YOUR INSTRUCTIONS
Update the items below by changing every "blue machine" to "blue vehicle" and keeping everything else the same. Leave the pictures out of your answer.

Position annotation items:
+ + + +

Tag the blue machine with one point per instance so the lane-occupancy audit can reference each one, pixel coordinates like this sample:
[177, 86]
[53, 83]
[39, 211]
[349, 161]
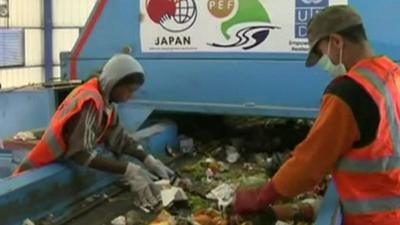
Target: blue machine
[228, 83]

+ + + +

IN RESPONSE
Tag the blue vehicle with one point per instance so the lane-occupancy audit can reference each one, pixel coordinates like this sample:
[177, 86]
[53, 83]
[39, 211]
[349, 161]
Target: blue vehicle
[228, 83]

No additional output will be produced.